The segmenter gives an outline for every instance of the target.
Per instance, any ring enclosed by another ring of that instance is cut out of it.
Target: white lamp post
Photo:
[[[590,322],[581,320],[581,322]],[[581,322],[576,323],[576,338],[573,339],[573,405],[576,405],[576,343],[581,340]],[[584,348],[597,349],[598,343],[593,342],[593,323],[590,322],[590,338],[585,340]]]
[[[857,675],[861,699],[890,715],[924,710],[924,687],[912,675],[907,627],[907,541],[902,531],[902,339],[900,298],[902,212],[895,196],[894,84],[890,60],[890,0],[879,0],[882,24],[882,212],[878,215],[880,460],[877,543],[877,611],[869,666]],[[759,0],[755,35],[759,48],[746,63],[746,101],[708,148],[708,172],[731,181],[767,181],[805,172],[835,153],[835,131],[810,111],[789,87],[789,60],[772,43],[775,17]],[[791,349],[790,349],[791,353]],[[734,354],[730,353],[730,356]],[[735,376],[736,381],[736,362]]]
======
Rewrite the records above as a numbered list, one line per item, and leave out any blank lines.

1. The segmenter gives an outline for every instance of the target.
2. Per instance, any ring enclosed by another ring of that instance is cut out of it.
3. Target: white lamp post
4. Photo:
5. [[[590,322],[581,320],[581,322]],[[581,322],[576,323],[576,338],[573,339],[573,405],[576,405],[576,343],[581,340]],[[584,348],[597,349],[598,343],[593,342],[593,323],[590,322],[590,338],[585,340]]]
6. [[[857,675],[861,699],[890,715],[924,710],[924,687],[912,675],[907,627],[907,541],[902,531],[902,339],[900,298],[902,212],[895,196],[894,84],[890,60],[890,0],[879,0],[882,24],[882,212],[878,215],[880,460],[877,543],[877,611],[869,666]],[[759,0],[755,35],[759,48],[746,63],[746,101],[708,148],[708,172],[731,181],[767,181],[805,172],[835,153],[835,131],[810,111],[789,87],[789,60],[772,43],[775,17]],[[791,349],[790,349],[791,353]],[[734,354],[730,353],[730,356]],[[735,376],[736,381],[736,362]]]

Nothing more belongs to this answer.